------ Passage shown ------
Let's face it. Most politicians use the mass media to obfuscate. Voters who don't do their homework, who don't study records of the politicians, and who can't separate the words from the deeds will easily fall into traps laid by wily politicians.
In 2002, Connecticut Governor John Rowland was running for re-election against his Democratic opponent, William Curry. Again and again, the outspent Curry informed the media and the voters about the corruption inside and around the governor's office. At the time, the governor's close associates and ex-associates were under investigation by the U.S. attorney. But to the public, Rowland was all smiles, flooding the television stations with self-serving, manipulative images and slogans. He won handily in November. Within weeks, the U.S. attorney's investigation intensified as they probed the charges Curry had raised. Rowland's approval rating dropped to record lows, and impeachment initiatives are now underway with many demands for his resignation. Curry has gained favor in the public eye, but the election is long past. Enough voters had been flattered, fooled, and flummoxed to cost him the race.
------
**Assigned task 1:** In the passage about the 2002 Connecticut governor's race, who was John Rowland's Democratic opponent?
**Assigned task 2:** Write out the part of the passage about the 2002 Connecticut governor's race starting with "Let's face it." and going on through "by wily politicians.".
------ Recorded information ------
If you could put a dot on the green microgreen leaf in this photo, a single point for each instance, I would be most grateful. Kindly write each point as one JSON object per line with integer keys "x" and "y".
------
**Exercise result 1:** William Curry

**Exercise result 2:**
Let's face it. Most politicians use the mass media to obfuscate. Voters who don't do their homework, who don't study records of the politicians, and who can't separate the words from the deeds will easily fall into traps laid by wily politicians.